◆ DESCRIPTION OF THE TASK ◆
Please arrange the stretch of the items below from the line that contains "Return the mask of every instance of the fallen" through the line that contains "Outlines of the fallen" as a Markdown table with two columns: n for the row number and Line for the line itself. Leave out blank lines and include nothing beyond that stretch.

◆ Excerpts from segmentation records ◆
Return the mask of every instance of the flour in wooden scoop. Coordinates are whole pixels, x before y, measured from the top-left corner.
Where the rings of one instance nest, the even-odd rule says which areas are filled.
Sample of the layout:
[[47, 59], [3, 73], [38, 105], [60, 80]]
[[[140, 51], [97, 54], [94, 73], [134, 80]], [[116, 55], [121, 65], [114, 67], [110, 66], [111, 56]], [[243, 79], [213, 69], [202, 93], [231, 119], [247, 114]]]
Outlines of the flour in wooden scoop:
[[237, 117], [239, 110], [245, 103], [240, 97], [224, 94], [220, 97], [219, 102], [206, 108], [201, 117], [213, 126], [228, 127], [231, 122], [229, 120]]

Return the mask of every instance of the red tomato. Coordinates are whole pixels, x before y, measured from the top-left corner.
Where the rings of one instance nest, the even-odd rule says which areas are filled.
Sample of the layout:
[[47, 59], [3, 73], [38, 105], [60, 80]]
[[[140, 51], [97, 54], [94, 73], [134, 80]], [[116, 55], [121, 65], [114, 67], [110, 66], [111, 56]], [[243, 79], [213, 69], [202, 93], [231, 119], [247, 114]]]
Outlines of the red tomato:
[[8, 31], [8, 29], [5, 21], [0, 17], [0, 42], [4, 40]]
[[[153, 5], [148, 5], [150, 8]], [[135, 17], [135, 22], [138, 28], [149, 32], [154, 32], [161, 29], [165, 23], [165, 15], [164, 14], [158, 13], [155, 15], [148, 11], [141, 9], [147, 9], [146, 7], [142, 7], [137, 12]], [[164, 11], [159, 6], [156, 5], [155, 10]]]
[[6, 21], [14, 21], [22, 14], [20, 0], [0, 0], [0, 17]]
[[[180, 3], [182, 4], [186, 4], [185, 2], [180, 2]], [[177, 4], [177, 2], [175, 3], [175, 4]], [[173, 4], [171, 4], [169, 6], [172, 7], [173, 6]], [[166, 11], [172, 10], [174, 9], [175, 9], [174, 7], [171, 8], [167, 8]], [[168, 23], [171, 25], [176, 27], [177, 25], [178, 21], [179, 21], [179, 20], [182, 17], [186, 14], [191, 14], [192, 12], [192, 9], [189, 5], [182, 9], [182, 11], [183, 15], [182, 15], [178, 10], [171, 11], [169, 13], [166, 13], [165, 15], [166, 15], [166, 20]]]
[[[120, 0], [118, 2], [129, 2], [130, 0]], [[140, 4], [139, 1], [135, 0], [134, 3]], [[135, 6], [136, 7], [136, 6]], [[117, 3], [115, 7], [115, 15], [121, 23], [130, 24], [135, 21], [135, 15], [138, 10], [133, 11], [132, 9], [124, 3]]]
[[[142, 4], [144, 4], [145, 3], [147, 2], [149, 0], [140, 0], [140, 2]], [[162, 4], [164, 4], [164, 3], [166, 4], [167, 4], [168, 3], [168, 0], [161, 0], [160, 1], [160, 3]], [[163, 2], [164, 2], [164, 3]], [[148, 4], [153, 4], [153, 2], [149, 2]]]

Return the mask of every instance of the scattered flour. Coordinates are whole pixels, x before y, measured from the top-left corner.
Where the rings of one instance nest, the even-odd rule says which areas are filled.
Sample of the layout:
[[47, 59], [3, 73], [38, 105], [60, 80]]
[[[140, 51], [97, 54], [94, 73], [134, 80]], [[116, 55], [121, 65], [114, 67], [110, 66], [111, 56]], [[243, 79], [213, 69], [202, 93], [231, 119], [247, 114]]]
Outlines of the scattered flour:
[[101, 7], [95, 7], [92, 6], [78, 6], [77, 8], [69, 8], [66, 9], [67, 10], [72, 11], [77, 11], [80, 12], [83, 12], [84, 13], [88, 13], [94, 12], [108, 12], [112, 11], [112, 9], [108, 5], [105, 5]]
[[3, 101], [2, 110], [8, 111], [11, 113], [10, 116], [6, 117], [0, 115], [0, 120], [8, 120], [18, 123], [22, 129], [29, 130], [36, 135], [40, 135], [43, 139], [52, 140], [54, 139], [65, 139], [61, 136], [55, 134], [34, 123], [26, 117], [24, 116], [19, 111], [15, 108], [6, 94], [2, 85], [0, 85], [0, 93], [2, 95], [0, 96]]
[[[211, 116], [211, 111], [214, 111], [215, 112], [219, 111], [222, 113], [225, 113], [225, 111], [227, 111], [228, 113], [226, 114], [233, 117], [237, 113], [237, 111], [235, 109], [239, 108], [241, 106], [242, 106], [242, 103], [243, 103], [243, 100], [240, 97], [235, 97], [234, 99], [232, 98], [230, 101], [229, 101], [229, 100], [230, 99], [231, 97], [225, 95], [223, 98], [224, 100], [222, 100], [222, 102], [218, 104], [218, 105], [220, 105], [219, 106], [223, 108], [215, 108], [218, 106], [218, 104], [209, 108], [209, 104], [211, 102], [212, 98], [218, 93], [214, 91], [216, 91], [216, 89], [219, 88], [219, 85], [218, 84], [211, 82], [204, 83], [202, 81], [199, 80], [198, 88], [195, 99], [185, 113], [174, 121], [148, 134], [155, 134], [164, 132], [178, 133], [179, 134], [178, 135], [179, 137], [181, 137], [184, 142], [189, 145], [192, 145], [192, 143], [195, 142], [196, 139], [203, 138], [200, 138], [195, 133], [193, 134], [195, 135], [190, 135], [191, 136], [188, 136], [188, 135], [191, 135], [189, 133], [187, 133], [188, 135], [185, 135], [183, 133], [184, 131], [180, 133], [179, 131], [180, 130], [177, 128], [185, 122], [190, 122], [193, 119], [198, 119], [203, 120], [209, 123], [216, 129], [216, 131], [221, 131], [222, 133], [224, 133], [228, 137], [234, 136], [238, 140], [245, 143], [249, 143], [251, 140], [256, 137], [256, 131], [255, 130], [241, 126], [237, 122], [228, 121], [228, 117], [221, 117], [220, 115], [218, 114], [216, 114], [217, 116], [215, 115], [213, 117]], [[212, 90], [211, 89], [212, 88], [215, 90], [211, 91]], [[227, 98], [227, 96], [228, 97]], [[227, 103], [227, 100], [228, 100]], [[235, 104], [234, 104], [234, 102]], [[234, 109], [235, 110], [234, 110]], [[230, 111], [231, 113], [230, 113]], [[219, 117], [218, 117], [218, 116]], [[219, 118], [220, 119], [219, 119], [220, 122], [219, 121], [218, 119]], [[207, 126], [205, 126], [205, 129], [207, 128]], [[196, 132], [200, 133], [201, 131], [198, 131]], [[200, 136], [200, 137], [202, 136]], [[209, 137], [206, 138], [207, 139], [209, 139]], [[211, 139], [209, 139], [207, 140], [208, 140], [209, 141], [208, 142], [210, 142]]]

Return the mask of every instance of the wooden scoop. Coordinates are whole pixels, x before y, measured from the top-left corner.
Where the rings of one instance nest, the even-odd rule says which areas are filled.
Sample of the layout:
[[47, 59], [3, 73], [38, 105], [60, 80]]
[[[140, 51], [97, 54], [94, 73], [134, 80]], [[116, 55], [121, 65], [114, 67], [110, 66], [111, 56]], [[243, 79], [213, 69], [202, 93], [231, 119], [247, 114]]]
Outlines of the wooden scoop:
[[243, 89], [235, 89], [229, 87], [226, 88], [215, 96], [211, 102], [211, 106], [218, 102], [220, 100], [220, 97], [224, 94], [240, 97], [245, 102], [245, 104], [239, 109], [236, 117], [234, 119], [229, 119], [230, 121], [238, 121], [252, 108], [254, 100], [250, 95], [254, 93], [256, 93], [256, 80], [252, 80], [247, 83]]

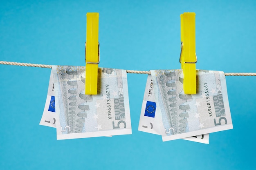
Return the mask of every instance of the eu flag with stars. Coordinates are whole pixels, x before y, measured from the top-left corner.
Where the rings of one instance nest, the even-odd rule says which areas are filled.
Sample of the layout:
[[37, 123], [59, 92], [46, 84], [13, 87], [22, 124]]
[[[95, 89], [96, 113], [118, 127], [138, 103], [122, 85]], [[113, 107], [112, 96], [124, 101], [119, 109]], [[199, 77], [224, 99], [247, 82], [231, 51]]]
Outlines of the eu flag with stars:
[[51, 97], [49, 108], [48, 109], [48, 111], [55, 112], [55, 97], [54, 96], [52, 96]]
[[144, 115], [149, 117], [155, 117], [155, 109], [156, 108], [157, 106], [155, 102], [147, 101]]

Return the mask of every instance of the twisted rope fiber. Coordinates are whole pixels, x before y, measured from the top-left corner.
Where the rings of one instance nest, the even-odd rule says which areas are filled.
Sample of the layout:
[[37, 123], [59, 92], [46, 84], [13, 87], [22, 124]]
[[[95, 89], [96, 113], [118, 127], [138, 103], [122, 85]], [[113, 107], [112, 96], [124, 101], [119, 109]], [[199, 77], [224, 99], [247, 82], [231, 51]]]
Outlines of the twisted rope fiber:
[[[50, 65], [39, 64], [37, 64], [25, 63], [22, 62], [5, 62], [0, 61], [0, 64], [11, 65], [13, 66], [25, 66], [29, 67], [41, 67], [44, 68], [52, 68]], [[128, 73], [145, 74], [150, 74], [149, 71], [139, 71], [137, 70], [126, 70]], [[225, 73], [226, 76], [255, 76], [255, 73]]]

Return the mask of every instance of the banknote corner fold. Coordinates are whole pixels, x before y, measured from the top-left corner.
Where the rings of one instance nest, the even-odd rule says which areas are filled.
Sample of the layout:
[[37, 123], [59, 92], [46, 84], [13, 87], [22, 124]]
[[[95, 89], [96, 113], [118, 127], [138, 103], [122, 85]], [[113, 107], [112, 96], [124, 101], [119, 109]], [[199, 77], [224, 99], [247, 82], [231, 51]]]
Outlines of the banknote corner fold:
[[155, 102], [147, 101], [144, 115], [149, 117], [155, 117], [156, 107]]

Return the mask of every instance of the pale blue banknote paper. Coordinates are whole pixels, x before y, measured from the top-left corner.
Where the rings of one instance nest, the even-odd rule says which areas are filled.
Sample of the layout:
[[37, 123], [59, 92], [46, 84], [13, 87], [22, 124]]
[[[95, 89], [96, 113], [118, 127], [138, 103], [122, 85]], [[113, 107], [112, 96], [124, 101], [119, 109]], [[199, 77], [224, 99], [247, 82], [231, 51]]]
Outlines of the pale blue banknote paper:
[[56, 128], [57, 114], [55, 112], [55, 93], [53, 82], [52, 71], [51, 71], [46, 101], [39, 124]]
[[85, 67], [52, 67], [57, 139], [131, 134], [126, 71], [99, 68], [98, 94], [86, 95]]
[[[158, 112], [158, 107], [156, 104], [155, 107], [153, 104], [148, 104], [149, 102], [155, 103], [155, 97], [154, 91], [153, 80], [152, 76], [149, 75], [148, 76], [147, 82], [144, 93], [144, 97], [142, 102], [142, 106], [141, 112], [139, 121], [139, 123], [138, 130], [148, 133], [161, 135], [161, 131], [160, 124], [162, 123], [159, 119], [161, 116]], [[149, 113], [149, 115], [146, 114], [150, 109], [155, 109], [155, 113]], [[152, 111], [149, 112], [151, 113]], [[155, 113], [153, 116], [152, 115]], [[202, 143], [209, 144], [209, 134], [202, 135], [193, 137], [189, 137], [183, 138], [183, 139]]]
[[224, 73], [197, 70], [197, 94], [185, 95], [182, 70], [151, 71], [163, 141], [233, 128]]

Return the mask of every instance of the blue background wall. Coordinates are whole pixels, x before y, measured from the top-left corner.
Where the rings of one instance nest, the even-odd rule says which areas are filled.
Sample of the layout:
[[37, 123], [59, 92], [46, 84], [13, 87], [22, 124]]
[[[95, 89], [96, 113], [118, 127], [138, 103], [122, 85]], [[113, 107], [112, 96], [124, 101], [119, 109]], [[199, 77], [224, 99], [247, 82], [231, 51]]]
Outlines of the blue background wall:
[[[99, 13], [100, 67], [177, 69], [180, 15], [195, 12], [197, 68], [256, 72], [256, 2], [1, 1], [0, 60], [85, 65], [86, 14]], [[232, 1], [232, 2], [231, 2]], [[210, 144], [137, 130], [147, 75], [128, 75], [132, 134], [57, 141], [39, 125], [51, 70], [0, 65], [0, 169], [247, 169], [254, 167], [256, 77], [226, 77], [234, 129]]]

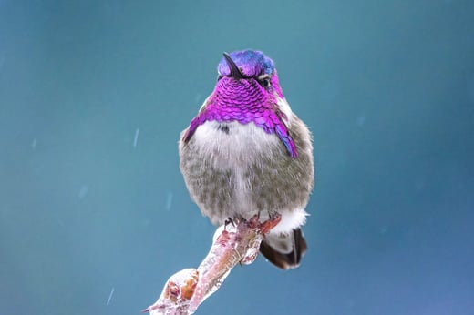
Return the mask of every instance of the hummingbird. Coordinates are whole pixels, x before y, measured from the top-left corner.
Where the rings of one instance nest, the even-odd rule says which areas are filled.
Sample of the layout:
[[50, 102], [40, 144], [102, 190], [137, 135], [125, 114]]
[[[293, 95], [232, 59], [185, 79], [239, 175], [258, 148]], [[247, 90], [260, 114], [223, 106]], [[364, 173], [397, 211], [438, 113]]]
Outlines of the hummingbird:
[[281, 269], [298, 267], [314, 185], [311, 132], [292, 111], [274, 63], [263, 52], [224, 53], [217, 71], [214, 90], [179, 142], [191, 198], [215, 225], [280, 215], [260, 252]]

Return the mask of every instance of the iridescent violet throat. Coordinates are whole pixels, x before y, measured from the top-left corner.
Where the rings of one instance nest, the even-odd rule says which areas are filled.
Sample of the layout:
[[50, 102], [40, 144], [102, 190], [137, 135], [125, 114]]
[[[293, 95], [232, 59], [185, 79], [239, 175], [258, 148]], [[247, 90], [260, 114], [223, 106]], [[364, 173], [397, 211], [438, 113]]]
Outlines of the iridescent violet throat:
[[214, 90], [180, 135], [186, 186], [216, 225], [280, 214], [260, 251], [282, 269], [295, 268], [306, 251], [301, 227], [314, 184], [311, 133], [263, 53], [224, 53], [217, 70]]

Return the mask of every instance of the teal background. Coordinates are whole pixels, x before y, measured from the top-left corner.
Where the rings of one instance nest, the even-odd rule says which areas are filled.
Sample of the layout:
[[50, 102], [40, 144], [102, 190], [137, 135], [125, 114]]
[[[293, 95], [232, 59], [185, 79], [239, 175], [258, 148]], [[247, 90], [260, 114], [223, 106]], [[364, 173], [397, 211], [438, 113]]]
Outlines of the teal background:
[[198, 314], [473, 314], [473, 29], [461, 0], [0, 0], [0, 313], [139, 314], [199, 265], [179, 133], [252, 48], [314, 133], [309, 250]]

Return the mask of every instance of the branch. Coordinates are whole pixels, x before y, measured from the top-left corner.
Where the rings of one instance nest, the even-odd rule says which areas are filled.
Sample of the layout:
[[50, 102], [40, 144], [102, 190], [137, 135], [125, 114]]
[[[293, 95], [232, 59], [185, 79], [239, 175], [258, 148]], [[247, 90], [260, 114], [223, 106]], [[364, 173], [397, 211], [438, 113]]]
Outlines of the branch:
[[198, 269], [186, 269], [172, 275], [157, 301], [142, 311], [150, 315], [193, 314], [221, 287], [235, 265], [255, 260], [264, 235], [281, 218], [278, 215], [260, 223], [254, 216], [249, 221], [234, 219], [232, 224], [219, 227], [212, 247]]

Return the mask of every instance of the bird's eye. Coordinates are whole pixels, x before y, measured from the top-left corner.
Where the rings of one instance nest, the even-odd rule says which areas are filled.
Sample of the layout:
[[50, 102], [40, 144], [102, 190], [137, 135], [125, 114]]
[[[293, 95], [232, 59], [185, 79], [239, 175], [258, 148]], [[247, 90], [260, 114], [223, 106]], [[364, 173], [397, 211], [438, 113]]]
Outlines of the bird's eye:
[[270, 82], [270, 76], [261, 76], [258, 77], [258, 82], [260, 83], [260, 85], [263, 87], [270, 87], [270, 86], [272, 85], [272, 83]]

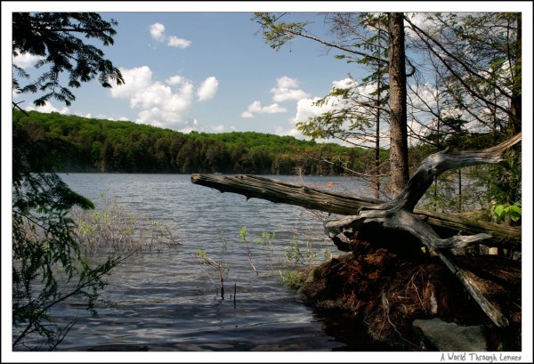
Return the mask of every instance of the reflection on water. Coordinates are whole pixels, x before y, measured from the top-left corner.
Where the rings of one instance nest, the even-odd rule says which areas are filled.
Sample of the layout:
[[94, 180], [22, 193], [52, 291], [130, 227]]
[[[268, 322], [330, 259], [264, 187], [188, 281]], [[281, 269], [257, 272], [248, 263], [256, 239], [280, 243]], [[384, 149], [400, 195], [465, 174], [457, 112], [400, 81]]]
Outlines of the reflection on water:
[[[64, 323], [77, 320], [60, 350], [68, 351], [334, 351], [369, 350], [368, 342], [302, 303], [279, 276], [294, 237], [318, 252], [336, 247], [322, 222], [296, 206], [220, 193], [194, 185], [189, 175], [70, 174], [61, 177], [97, 208], [101, 193], [125, 209], [169, 224], [182, 244], [133, 255], [116, 268], [91, 317], [76, 304], [58, 306]], [[295, 182], [294, 177], [282, 178]], [[341, 177], [304, 179], [316, 187], [364, 194], [361, 183]], [[239, 236], [247, 228], [254, 265]], [[274, 232], [271, 250], [254, 239]], [[199, 264], [202, 249], [228, 267], [225, 295], [215, 272]], [[269, 258], [269, 259], [267, 259]], [[327, 325], [328, 324], [328, 325]], [[344, 337], [347, 336], [350, 338]], [[363, 336], [361, 340], [363, 340]], [[377, 348], [376, 350], [381, 350]]]

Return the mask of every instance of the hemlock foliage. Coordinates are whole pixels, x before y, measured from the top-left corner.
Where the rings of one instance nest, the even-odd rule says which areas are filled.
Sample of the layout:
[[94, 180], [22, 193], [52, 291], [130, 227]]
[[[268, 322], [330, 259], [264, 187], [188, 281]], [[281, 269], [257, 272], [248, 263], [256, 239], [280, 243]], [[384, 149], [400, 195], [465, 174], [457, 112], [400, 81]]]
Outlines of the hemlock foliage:
[[[98, 78], [103, 87], [109, 80], [123, 82], [120, 71], [103, 58], [103, 52], [86, 44], [94, 38], [112, 44], [116, 22], [88, 12], [16, 12], [12, 14], [12, 55], [37, 56], [40, 76], [29, 79], [12, 65], [12, 91], [36, 93], [33, 103], [44, 105], [53, 98], [70, 105], [70, 88]], [[46, 69], [48, 67], [48, 69]], [[61, 75], [68, 76], [67, 85]], [[25, 85], [22, 85], [24, 82]], [[21, 101], [23, 102], [23, 101]], [[13, 101], [13, 108], [20, 109]], [[21, 111], [13, 113], [13, 122]], [[105, 276], [120, 257], [93, 263], [82, 255], [70, 211], [77, 206], [93, 208], [87, 198], [74, 192], [53, 170], [58, 156], [71, 143], [62, 138], [39, 134], [31, 128], [14, 127], [12, 133], [12, 348], [54, 350], [76, 319], [66, 324], [54, 318], [55, 308], [76, 300], [95, 313]]]

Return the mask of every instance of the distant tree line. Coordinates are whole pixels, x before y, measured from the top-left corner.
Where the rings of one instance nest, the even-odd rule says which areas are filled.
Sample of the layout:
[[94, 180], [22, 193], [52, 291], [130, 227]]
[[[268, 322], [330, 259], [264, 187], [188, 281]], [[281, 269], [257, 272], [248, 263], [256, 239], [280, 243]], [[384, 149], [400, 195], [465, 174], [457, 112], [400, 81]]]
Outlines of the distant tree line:
[[[365, 174], [374, 151], [292, 136], [244, 132], [184, 133], [129, 121], [56, 112], [13, 111], [13, 133], [28, 134], [61, 172]], [[387, 159], [387, 151], [382, 157]], [[386, 166], [384, 166], [384, 169]]]

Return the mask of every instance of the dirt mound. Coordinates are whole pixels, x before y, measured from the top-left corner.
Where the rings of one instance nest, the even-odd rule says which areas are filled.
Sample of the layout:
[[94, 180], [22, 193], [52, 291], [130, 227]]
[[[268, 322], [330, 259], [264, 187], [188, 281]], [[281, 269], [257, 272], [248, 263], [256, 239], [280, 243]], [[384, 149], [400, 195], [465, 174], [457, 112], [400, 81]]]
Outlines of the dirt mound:
[[[399, 238], [399, 237], [397, 237]], [[381, 239], [380, 241], [388, 239]], [[521, 351], [521, 262], [496, 255], [457, 256], [484, 295], [508, 319], [498, 328], [437, 256], [413, 243], [352, 239], [352, 253], [302, 271], [305, 302], [339, 314], [370, 336], [399, 350], [436, 350], [414, 329], [414, 320], [440, 318], [482, 325], [489, 351]]]

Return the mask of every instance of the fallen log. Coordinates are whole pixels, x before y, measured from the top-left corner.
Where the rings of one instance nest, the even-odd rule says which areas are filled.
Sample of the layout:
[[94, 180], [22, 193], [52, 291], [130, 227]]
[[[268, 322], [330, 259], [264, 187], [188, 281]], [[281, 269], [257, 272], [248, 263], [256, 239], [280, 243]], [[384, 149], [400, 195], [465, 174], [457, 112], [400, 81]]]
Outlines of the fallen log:
[[[261, 198], [341, 215], [357, 214], [362, 207], [384, 204], [375, 198], [332, 192], [256, 175], [238, 174], [228, 177], [193, 174], [191, 182], [221, 192], [244, 195], [247, 199]], [[458, 231], [466, 234], [489, 233], [491, 238], [484, 241], [485, 245], [521, 250], [522, 234], [519, 228], [419, 209], [415, 209], [414, 213], [446, 236], [450, 237]]]
[[[360, 196], [342, 195], [324, 191], [306, 186], [298, 186], [287, 182], [275, 182], [263, 177], [238, 175], [230, 177], [211, 177], [193, 174], [191, 182], [196, 184], [212, 187], [221, 192], [234, 192], [245, 195], [247, 198], [257, 198], [275, 203], [297, 205], [303, 207], [327, 211], [346, 217], [328, 221], [325, 230], [332, 239], [341, 236], [344, 231], [374, 231], [376, 230], [402, 231], [411, 234], [430, 252], [437, 255], [447, 268], [460, 280], [462, 285], [477, 302], [479, 306], [498, 327], [508, 325], [507, 319], [489, 302], [476, 284], [454, 261], [451, 249], [465, 247], [467, 245], [480, 243], [495, 239], [502, 234], [502, 229], [491, 229], [490, 223], [483, 224], [486, 229], [481, 232], [481, 225], [466, 223], [453, 219], [457, 234], [441, 237], [432, 228], [431, 216], [425, 217], [425, 212], [415, 210], [418, 200], [423, 197], [433, 181], [441, 173], [457, 167], [481, 164], [505, 164], [505, 152], [522, 140], [522, 133], [495, 147], [482, 150], [450, 152], [448, 149], [427, 157], [409, 181], [403, 191], [393, 200], [382, 202]], [[348, 214], [346, 214], [348, 213]], [[435, 222], [444, 222], [447, 215], [433, 214]], [[435, 222], [434, 222], [435, 223]], [[430, 225], [429, 225], [430, 224]], [[450, 225], [443, 223], [446, 228]], [[477, 228], [475, 228], [475, 226]], [[457, 229], [459, 228], [459, 229]], [[453, 229], [454, 230], [454, 229]], [[464, 235], [465, 232], [473, 235]], [[491, 234], [489, 234], [490, 232]], [[507, 237], [500, 235], [494, 241], [504, 241], [510, 235], [515, 238], [515, 243], [521, 242], [521, 231]], [[518, 239], [519, 238], [519, 239]]]

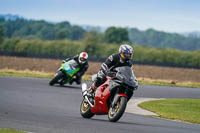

◆ IN RESPONSE ◆
| n | Line |
|---|---|
| 1 | Return the mask of every instance of the fallen log. Coordinates are whole pixels, x before y, measured from the top-left corner. |
| 2 | Where the rings of one instance nest, the even-odd rule says which areas are filled. |
| 3 | Sample of the layout: |
| 4 | [[94, 180], [22, 193], [52, 291], [130, 227]] |
| 5 | [[[268, 322], [330, 259], [264, 187], [188, 281]], [[281, 269], [257, 272], [248, 263], [256, 239], [280, 243]], [[384, 149], [400, 195], [465, 174], [457, 112], [400, 81]]] |
| 6 | Outlines of the fallen log: |